SET TASK: Reproduce the listing below in full with every occurrence of "single point" replaced by "one point" and all other text left unchanged. Omit the pictures from your reproduction.

BEGIN GIVEN DATA

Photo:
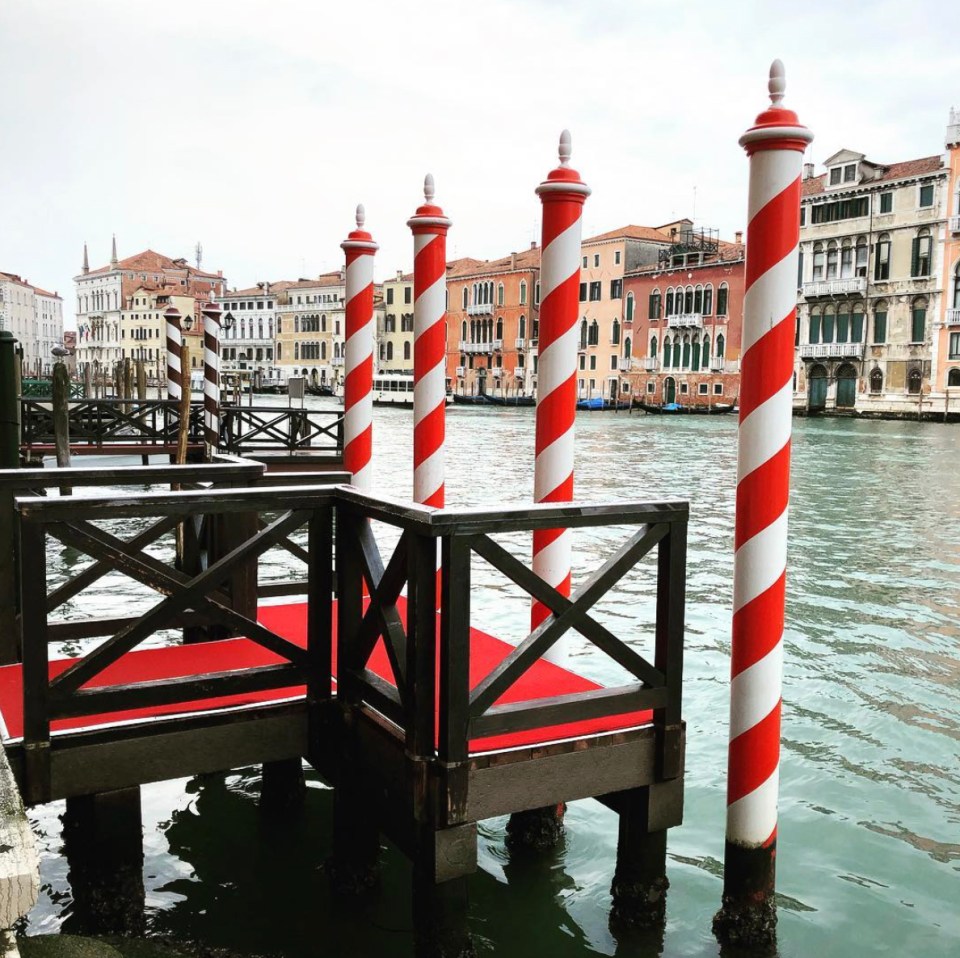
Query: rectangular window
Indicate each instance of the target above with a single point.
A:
(920, 260)
(918, 329)
(881, 269)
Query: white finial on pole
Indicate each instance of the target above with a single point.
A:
(777, 84)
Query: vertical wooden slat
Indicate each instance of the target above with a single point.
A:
(420, 701)
(671, 599)
(454, 649)
(36, 715)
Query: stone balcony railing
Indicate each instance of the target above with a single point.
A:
(681, 320)
(831, 351)
(835, 287)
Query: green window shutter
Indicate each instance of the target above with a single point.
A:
(880, 327)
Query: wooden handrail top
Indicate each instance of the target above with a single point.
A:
(231, 468)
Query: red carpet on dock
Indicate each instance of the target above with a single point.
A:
(543, 680)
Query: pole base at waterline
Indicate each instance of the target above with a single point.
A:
(748, 912)
(537, 829)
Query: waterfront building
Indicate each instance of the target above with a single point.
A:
(492, 324)
(947, 351)
(310, 329)
(105, 295)
(683, 321)
(395, 328)
(870, 282)
(248, 345)
(605, 260)
(35, 317)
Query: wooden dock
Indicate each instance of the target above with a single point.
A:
(368, 669)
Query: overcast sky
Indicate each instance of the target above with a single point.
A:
(256, 126)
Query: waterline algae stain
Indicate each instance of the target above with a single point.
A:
(868, 855)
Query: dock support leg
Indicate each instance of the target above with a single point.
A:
(354, 866)
(103, 843)
(282, 785)
(640, 883)
(536, 829)
(443, 861)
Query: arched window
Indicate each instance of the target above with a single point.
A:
(918, 320)
(722, 295)
(653, 308)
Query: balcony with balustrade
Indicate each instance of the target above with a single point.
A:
(831, 350)
(685, 320)
(852, 285)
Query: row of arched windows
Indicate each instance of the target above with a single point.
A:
(686, 352)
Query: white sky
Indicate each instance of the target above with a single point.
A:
(256, 126)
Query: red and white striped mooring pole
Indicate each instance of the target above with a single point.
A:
(211, 373)
(429, 227)
(563, 194)
(171, 318)
(775, 145)
(358, 381)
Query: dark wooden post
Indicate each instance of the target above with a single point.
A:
(61, 419)
(354, 866)
(103, 843)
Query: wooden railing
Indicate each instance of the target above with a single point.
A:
(155, 422)
(200, 598)
(423, 659)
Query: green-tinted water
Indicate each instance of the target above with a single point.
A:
(869, 849)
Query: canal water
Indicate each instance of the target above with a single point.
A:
(869, 846)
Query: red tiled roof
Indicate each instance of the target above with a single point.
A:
(891, 171)
(649, 233)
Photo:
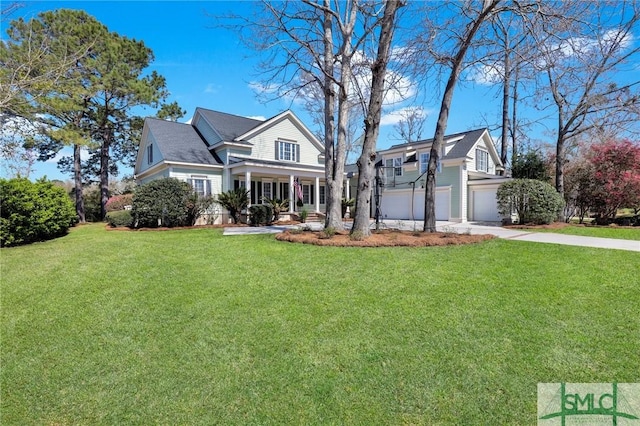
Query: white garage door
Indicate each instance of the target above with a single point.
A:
(397, 205)
(485, 206)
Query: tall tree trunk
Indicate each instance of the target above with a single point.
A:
(560, 158)
(514, 122)
(441, 125)
(333, 170)
(77, 179)
(505, 108)
(104, 170)
(366, 162)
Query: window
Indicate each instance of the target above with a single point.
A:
(284, 191)
(424, 163)
(201, 185)
(287, 151)
(482, 160)
(393, 167)
(266, 190)
(307, 194)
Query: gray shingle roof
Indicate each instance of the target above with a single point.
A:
(180, 142)
(229, 126)
(459, 150)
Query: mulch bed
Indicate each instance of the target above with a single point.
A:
(384, 238)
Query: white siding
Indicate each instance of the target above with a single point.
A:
(472, 163)
(159, 175)
(397, 204)
(483, 204)
(185, 174)
(265, 143)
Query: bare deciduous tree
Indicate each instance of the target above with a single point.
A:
(367, 159)
(459, 35)
(581, 55)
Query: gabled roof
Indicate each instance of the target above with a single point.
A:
(228, 126)
(180, 142)
(461, 148)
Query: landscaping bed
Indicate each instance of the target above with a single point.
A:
(382, 238)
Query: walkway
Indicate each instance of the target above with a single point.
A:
(469, 227)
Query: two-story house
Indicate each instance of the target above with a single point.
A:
(274, 158)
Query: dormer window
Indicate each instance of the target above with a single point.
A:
(288, 151)
(393, 167)
(424, 163)
(482, 160)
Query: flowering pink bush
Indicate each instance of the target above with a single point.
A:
(118, 202)
(617, 176)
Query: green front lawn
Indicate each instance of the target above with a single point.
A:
(621, 233)
(190, 327)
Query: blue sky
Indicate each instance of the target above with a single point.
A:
(208, 67)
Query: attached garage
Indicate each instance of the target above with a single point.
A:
(482, 204)
(397, 204)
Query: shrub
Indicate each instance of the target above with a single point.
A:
(532, 165)
(345, 203)
(196, 206)
(277, 206)
(234, 201)
(33, 211)
(260, 214)
(118, 202)
(327, 233)
(161, 202)
(120, 219)
(356, 236)
(304, 213)
(534, 201)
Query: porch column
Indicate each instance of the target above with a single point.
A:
(292, 202)
(317, 195)
(247, 180)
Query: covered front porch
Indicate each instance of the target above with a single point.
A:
(297, 184)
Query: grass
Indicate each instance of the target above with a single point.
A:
(190, 327)
(621, 233)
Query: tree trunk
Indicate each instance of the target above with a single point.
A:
(366, 162)
(104, 170)
(505, 109)
(77, 178)
(560, 157)
(333, 170)
(514, 122)
(429, 224)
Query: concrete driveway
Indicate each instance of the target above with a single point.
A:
(469, 227)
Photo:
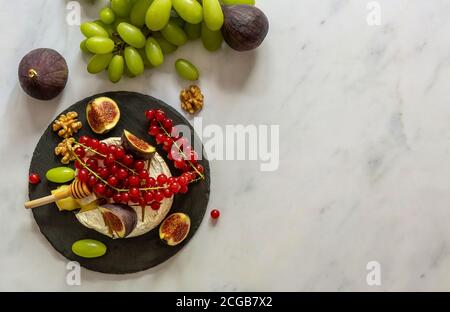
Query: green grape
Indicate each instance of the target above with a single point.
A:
(232, 2)
(60, 174)
(121, 7)
(98, 63)
(174, 34)
(190, 10)
(107, 15)
(100, 45)
(144, 58)
(212, 40)
(115, 68)
(131, 35)
(134, 61)
(158, 14)
(89, 248)
(83, 46)
(213, 15)
(193, 31)
(186, 70)
(90, 29)
(154, 52)
(138, 12)
(166, 46)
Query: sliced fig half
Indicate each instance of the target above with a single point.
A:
(102, 114)
(120, 219)
(175, 228)
(136, 146)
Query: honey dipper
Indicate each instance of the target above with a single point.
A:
(77, 190)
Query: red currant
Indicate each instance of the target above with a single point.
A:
(139, 165)
(215, 214)
(99, 189)
(83, 175)
(80, 152)
(127, 160)
(150, 114)
(83, 140)
(34, 178)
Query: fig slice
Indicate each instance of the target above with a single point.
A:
(120, 219)
(136, 146)
(102, 114)
(175, 228)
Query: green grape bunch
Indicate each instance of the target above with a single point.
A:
(131, 35)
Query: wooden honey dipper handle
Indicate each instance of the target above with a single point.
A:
(77, 190)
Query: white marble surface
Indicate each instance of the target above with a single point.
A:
(364, 173)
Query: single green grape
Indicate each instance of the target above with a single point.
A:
(134, 61)
(83, 46)
(89, 248)
(186, 70)
(91, 29)
(213, 15)
(138, 12)
(154, 52)
(121, 7)
(131, 35)
(100, 45)
(158, 14)
(98, 63)
(193, 31)
(107, 15)
(189, 10)
(60, 175)
(232, 2)
(115, 68)
(212, 40)
(166, 46)
(174, 34)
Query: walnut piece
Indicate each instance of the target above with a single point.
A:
(67, 125)
(192, 99)
(65, 150)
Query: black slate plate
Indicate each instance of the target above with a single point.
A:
(130, 255)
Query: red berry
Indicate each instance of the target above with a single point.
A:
(160, 115)
(134, 192)
(150, 114)
(215, 214)
(99, 189)
(83, 175)
(127, 160)
(153, 130)
(34, 178)
(80, 152)
(167, 193)
(155, 205)
(102, 148)
(134, 181)
(143, 174)
(158, 195)
(83, 140)
(139, 165)
(119, 153)
(113, 181)
(162, 179)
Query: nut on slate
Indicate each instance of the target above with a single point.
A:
(192, 99)
(67, 125)
(65, 150)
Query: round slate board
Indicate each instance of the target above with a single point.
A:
(129, 255)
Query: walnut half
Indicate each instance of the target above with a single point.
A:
(192, 99)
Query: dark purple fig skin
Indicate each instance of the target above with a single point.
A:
(43, 74)
(245, 27)
(126, 214)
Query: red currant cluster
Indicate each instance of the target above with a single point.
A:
(178, 148)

END GIVEN DATA

EXERCISE RESPONSE:
Photo:
Query: rectangular window
Indicate each instance of the target above with a one point.
A:
(920, 260)
(918, 329)
(881, 269)
Query: white finial on pole
Indicate each instance of the target above with a one point.
A:
(777, 84)
Query: vertical wooden slat
Indicate each instance of the target above with a one point.
A:
(420, 701)
(671, 599)
(454, 649)
(36, 715)
Query: stone balcony railing
Indicate each instance of the target above with a one point.
A:
(681, 320)
(831, 351)
(835, 287)
Query: green window shutter
Indicate each instance of the target above with a one point.
A:
(880, 327)
Query: wooden handrail top
Indicate each instance of the target above with a one point.
A:
(231, 468)
Query: red carpet on dock
Indicate each instance of the target above with a one point.
A:
(543, 680)
Query: pole base at waterline
Indicate each instance of the target above with a one point.
A:
(748, 912)
(537, 829)
Query: waterfront building
Indicate each instance of the target above with a one point.
A:
(492, 324)
(947, 351)
(310, 329)
(105, 295)
(683, 321)
(395, 328)
(870, 282)
(248, 345)
(605, 260)
(35, 317)
Query: wooden dock
Indicate each instance of the target above with a one point.
A:
(368, 669)
Query: overcast sky
Indicate each instance of the target above with a one point.
A:
(256, 126)
Query: waterline algae stain
Indicate each instance of the target above with a one point.
A:
(868, 855)
Query: dock support leg
Indicate each instance of the target above with a one point.
A:
(354, 866)
(103, 843)
(282, 785)
(640, 883)
(536, 829)
(443, 861)
Query: arched window
Indicate each instance of the target above with a one point.
A:
(918, 320)
(722, 295)
(653, 308)
Query: balcony with balustrade
Indicate each instance of the target above with a one point.
A:
(831, 350)
(685, 320)
(852, 285)
Query: row of arched windows
Indicate each instance of the target above with a one point.
A:
(686, 352)
Query: white sky
Indicate each instance of the target above with a one point.
A:
(256, 126)
Query: red and white striped mooring pole
Indicate each instance of the target above with a one point.
A:
(211, 373)
(429, 227)
(563, 194)
(171, 318)
(775, 145)
(358, 381)
Query: dark wooden post
Indicate each instance of the target above with a one point.
A:
(61, 419)
(354, 866)
(103, 843)
Query: wooden railing
Indicate each instance of the target above with a one point.
A:
(155, 422)
(200, 598)
(423, 659)
Query: green-tinted water
Indicate each instance of the target above with a one point.
A:
(869, 849)
Query: canal water
Indicate each instance of the target above with a one point.
A:
(869, 846)
Query: red tiled roof
Indicate each instance of the target above with a one point.
A:
(891, 171)
(649, 233)
Photo:
Query: white garage door
Indicate each instance of the target above with a one point.
A:
(397, 205)
(485, 206)
Query: tall tree trunk
Indicate each instance of the target above with a one point.
A:
(560, 158)
(514, 122)
(441, 125)
(333, 170)
(77, 179)
(505, 108)
(104, 170)
(366, 162)
Query: window
Indicate each instance of the target above with a one point.
A:
(284, 191)
(424, 163)
(201, 185)
(287, 151)
(482, 160)
(393, 167)
(266, 190)
(307, 194)
Query: gray shingle roof
Indicate each instance of the target above with a one point.
A:
(180, 142)
(229, 126)
(459, 150)
Query: mulch bed
Indicate each instance of the target above with a one point.
A:
(384, 238)
Query: white siding
Indicate each instance of the target above with a one point.
A:
(472, 163)
(159, 175)
(397, 204)
(483, 204)
(185, 174)
(265, 143)
Query: bare deciduous tree
Indicate each instance of the target above with a one point.
A:
(367, 159)
(459, 35)
(581, 55)
Query: gabled roof
Indicate each instance of the target above with a one point.
A:
(228, 126)
(180, 142)
(461, 148)
Query: landscaping bed
Indicate each instance of the target above with a one point.
A:
(382, 238)
Query: walkway
Indicate each instance of the target above with a one point.
A:
(469, 227)
Query: two-story house
Indicate each instance of the target above with a one point.
A:
(274, 158)
Query: dormer window
Indicate each instance of the target above with a one point.
A:
(288, 151)
(393, 167)
(424, 163)
(482, 160)
Query: flowering pink bush
Indicate each instance of the target above with a one point.
A:
(118, 202)
(617, 176)
Query: green front lawn
Indicate each instance of the target above with a one point.
A:
(621, 233)
(190, 327)
Query: blue sky
Indicate each instance of the target above with a one point.
A:
(208, 67)
Query: attached garage
Indicate each instance of the target above with a one point.
A:
(482, 204)
(397, 204)
Query: shrub
Indicate each instance of the target above with a one point.
A:
(532, 165)
(345, 203)
(196, 206)
(277, 206)
(234, 201)
(33, 211)
(260, 214)
(118, 202)
(327, 233)
(161, 202)
(120, 219)
(356, 236)
(304, 213)
(534, 201)
Query: porch column
Indicate each instance of the target above with a one point.
A:
(292, 202)
(317, 195)
(247, 180)
Query: covered front porch
Indicate each instance of the target above with a one point.
A:
(297, 184)
Query: grass
Indicate each instance of the target above with a one point.
A:
(190, 327)
(621, 233)
Query: tree trunk
Indicate each instance of the target above with a one point.
A:
(366, 162)
(104, 170)
(505, 109)
(77, 178)
(560, 157)
(333, 170)
(514, 122)
(429, 224)
Query: concrete driveway
Indicate each instance of the target above with a one point.
A:
(469, 227)
Photo:
Query: green grape
Indicate each instance of the target above with a one point.
A:
(232, 2)
(60, 174)
(121, 7)
(98, 63)
(174, 34)
(190, 10)
(107, 15)
(100, 45)
(144, 58)
(212, 40)
(115, 68)
(131, 35)
(134, 61)
(158, 14)
(89, 248)
(83, 46)
(213, 15)
(193, 31)
(186, 70)
(90, 29)
(154, 52)
(138, 12)
(166, 46)
Query: sliced fig half
Indicate each instance of the target above with a one point.
A:
(102, 114)
(120, 219)
(175, 228)
(136, 146)
Query: honey dipper
Indicate each instance of the target above with a one point.
A:
(77, 190)
Query: red currant
Indicate each instance of the target above with a one point.
A:
(139, 165)
(215, 214)
(99, 189)
(83, 175)
(80, 152)
(127, 160)
(150, 114)
(83, 140)
(34, 178)
Query: fig slice
Indicate each instance of the target above with a one point.
A:
(120, 219)
(136, 146)
(102, 114)
(175, 228)
Query: green grape bunch
Indicate each instance of the target above with a one point.
A:
(131, 35)
Query: wooden honey dipper handle
Indicate each instance of the target above with a one point.
A:
(77, 190)
Query: white marble surface
Indicate each instance of the target above with a one point.
A:
(364, 173)
Query: single green grape
Indicate each instance of the target above with a one point.
A:
(134, 61)
(83, 46)
(89, 248)
(186, 70)
(91, 29)
(213, 15)
(138, 12)
(154, 52)
(121, 7)
(131, 35)
(100, 45)
(158, 14)
(98, 63)
(193, 31)
(107, 15)
(189, 10)
(60, 175)
(232, 2)
(115, 68)
(212, 40)
(166, 46)
(174, 34)
Query: walnut piece
Indicate each instance of the target above with a one point.
A:
(67, 125)
(192, 99)
(65, 150)
Query: black slate plate
Indicate each instance of the target above with a one point.
A:
(130, 255)
Query: red berry
Indicate each instance of the target above with a one point.
A:
(160, 115)
(134, 192)
(150, 114)
(215, 214)
(99, 189)
(83, 175)
(127, 160)
(153, 130)
(34, 178)
(80, 152)
(167, 193)
(155, 205)
(102, 148)
(134, 181)
(143, 174)
(158, 195)
(83, 140)
(139, 165)
(119, 153)
(113, 181)
(162, 179)
Query: nut on slate
Indicate each instance of the target above with a one point.
A:
(192, 99)
(67, 125)
(65, 150)
Query: round slate board
Indicate each instance of the target above with a one point.
A:
(129, 255)
Query: walnut half
Indicate each instance of the target above with a one point.
A:
(192, 99)
Query: dark purple fig skin
Indicate each instance of the target above with a one point.
A:
(43, 74)
(245, 27)
(126, 214)
Query: red currant cluster
Indicate each instance of the target above with a one point.
A:
(178, 148)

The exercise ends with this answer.